» **SELECTED EXCERPT**:
───

People have started back to work, the sun has come out, the Liberal Leadership contest is back on, and a group of business people — Hall of Famers no less — have weighed in on Government’s determination to kill the economy. Then, too, a pulse — though still weak — has been discovered in the two Opposition Parties who now oppose a second Interim Supply.

This is not normally the stuff of great rejoicing; dancing in the streets still being de rigeur in the era of pandemic. But in a place such as this, starved for leadership, the equivalent of even watery gruel can seem a time of feast.

As much as I tried to resist the temptation, I succumbed to the urge to deal with the question: which of those recent happenings could be deemed most important? It was not an easy challenge. A pulse found in the Official Opposition, after a full year on the job, is not a trifling matter. Similarly, a group of 50 business people speaking in unison against the Government, a group more likely to spearhead an “I believe in Newfoundland and Labrador” campaign is not to be dismissed though they should know the singular effort is already lost on a mindless Administration.

───

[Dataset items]

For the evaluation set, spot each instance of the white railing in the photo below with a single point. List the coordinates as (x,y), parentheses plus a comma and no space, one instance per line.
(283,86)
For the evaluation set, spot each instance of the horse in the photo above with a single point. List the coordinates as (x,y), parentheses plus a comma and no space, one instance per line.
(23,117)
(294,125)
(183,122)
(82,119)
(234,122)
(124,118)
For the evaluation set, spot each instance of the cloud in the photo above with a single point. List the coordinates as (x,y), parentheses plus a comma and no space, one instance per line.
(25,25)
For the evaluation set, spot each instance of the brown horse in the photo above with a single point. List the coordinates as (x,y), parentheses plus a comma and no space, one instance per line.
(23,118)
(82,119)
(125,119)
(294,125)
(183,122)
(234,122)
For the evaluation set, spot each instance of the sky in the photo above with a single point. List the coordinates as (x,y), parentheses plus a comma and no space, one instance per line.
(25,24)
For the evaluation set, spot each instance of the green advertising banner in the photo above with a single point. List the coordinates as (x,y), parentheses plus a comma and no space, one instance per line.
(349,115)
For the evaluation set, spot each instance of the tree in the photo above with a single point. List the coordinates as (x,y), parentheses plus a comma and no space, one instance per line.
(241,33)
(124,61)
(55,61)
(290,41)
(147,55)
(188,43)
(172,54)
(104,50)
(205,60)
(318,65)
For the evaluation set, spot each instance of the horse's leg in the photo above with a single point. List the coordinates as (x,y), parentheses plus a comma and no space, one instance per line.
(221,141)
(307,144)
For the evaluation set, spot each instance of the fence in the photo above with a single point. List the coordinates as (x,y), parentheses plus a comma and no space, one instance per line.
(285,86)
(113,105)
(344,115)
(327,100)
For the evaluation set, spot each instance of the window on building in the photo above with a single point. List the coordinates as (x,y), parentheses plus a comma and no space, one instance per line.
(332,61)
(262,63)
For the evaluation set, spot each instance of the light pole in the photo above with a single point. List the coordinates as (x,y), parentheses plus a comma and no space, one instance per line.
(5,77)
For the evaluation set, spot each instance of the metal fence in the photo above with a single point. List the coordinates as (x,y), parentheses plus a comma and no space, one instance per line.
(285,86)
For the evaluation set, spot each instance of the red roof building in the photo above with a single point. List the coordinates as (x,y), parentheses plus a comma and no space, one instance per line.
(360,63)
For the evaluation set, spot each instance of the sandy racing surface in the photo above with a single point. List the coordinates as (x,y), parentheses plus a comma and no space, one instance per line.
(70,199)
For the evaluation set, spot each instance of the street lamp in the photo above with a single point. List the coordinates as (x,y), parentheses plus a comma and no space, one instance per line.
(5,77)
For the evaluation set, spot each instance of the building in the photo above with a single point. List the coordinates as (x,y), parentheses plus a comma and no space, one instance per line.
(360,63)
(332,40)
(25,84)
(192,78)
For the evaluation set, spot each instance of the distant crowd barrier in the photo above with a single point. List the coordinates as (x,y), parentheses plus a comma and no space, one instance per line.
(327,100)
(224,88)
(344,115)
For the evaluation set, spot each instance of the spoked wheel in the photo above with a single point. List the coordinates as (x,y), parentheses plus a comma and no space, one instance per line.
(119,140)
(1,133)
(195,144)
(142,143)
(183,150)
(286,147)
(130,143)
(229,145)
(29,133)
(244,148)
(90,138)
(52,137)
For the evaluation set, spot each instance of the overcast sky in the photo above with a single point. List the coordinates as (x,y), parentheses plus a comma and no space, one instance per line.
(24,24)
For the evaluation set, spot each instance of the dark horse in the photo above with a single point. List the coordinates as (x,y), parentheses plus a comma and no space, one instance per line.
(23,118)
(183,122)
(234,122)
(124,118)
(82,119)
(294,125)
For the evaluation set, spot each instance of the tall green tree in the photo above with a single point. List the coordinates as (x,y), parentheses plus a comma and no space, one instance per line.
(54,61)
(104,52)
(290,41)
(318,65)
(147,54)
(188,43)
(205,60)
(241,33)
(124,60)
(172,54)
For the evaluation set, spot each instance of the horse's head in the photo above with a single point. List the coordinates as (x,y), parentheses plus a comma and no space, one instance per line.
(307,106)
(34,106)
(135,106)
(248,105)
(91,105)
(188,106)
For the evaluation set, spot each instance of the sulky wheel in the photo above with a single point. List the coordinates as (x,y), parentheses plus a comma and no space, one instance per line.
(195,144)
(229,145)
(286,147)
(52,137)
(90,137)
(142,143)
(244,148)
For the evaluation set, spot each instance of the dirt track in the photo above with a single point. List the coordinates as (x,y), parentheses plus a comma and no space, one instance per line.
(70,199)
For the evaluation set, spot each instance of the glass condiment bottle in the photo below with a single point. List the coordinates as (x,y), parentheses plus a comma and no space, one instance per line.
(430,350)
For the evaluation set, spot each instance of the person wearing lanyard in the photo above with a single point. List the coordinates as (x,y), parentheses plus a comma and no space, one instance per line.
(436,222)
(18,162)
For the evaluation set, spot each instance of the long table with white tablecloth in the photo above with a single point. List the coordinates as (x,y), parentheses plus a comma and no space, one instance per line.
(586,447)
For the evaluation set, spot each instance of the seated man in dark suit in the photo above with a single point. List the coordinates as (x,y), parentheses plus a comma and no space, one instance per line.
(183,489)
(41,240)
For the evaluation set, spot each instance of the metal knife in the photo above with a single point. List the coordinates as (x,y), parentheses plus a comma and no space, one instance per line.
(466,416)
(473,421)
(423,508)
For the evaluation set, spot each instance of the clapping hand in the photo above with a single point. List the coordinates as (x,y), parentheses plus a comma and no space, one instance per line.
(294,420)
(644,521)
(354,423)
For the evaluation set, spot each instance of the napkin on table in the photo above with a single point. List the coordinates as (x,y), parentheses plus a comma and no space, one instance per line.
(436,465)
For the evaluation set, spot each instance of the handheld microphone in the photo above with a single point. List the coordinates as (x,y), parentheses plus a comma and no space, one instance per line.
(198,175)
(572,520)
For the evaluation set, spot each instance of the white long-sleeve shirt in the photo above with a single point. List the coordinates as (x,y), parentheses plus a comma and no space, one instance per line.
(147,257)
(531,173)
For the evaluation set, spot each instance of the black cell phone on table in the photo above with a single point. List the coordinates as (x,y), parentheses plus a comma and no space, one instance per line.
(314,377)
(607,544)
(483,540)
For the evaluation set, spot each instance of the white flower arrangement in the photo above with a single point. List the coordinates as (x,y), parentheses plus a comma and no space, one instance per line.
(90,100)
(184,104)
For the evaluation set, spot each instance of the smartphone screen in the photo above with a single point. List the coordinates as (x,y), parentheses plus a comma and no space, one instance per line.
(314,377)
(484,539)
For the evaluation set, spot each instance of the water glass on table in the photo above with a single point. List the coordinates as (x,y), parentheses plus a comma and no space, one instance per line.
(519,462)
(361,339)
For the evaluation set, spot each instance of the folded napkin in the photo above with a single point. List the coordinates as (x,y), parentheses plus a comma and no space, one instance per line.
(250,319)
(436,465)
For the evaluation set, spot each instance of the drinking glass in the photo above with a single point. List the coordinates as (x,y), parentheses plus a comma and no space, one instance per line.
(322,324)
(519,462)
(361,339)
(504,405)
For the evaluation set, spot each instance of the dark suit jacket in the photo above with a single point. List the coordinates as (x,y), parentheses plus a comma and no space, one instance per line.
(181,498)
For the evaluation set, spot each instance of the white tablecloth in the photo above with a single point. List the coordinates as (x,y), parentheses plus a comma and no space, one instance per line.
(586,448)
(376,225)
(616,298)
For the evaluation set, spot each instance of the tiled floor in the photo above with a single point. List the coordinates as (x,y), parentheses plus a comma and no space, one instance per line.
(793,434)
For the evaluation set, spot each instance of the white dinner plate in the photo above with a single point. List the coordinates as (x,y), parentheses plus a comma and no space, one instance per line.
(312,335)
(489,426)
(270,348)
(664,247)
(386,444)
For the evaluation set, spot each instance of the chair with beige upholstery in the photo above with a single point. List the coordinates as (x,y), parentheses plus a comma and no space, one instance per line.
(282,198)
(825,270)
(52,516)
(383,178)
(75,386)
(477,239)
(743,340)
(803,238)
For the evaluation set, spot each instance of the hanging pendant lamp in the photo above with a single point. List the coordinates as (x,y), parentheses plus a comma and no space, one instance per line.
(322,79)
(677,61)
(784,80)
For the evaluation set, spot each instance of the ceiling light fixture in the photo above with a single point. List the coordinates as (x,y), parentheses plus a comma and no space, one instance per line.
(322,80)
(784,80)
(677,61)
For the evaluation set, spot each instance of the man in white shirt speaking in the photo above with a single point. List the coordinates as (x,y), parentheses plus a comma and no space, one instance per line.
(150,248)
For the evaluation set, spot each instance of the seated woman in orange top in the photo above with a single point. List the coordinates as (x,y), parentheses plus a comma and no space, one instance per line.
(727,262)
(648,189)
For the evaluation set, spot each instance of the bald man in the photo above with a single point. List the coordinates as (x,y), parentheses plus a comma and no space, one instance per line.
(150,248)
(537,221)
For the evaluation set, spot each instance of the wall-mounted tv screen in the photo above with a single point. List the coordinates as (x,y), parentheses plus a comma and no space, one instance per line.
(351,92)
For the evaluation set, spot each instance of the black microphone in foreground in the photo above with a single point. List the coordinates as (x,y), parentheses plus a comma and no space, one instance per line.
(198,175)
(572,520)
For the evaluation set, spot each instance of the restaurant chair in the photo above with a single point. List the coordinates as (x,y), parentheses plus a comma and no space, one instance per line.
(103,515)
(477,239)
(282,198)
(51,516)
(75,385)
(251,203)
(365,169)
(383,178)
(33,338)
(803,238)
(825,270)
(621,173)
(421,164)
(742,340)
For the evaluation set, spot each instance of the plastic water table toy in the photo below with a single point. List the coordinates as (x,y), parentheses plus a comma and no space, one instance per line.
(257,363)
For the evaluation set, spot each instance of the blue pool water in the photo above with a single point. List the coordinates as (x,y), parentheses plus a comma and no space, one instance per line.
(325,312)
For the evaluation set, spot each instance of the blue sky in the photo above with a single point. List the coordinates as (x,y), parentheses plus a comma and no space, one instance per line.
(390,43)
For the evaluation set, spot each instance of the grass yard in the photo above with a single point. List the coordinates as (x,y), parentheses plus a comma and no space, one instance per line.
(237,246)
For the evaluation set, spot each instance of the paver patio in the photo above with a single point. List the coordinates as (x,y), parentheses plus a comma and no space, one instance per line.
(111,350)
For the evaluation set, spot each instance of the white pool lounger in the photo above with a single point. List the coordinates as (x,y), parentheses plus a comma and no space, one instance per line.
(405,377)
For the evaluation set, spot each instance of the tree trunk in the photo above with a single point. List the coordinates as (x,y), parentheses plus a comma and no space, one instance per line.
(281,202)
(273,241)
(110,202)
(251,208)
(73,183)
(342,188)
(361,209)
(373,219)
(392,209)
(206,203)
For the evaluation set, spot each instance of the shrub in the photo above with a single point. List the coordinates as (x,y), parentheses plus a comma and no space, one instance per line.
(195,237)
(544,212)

───

» **TASK OBJECTIVE**:
Set down the part of the commentary that opens with the words "People have started" and closes with "second Interim Supply.", copied word for word. Rely on the commentary alone.

» **FINISHED TASK**:
People have started back to work, the sun has come out, the Liberal Leadership contest is back on, and a group of business people — Hall of Famers no less — have weighed in on Government’s determination to kill the economy. Then, too, a pulse — though still weak — has been discovered in the two Opposition Parties who now oppose a second Interim Supply.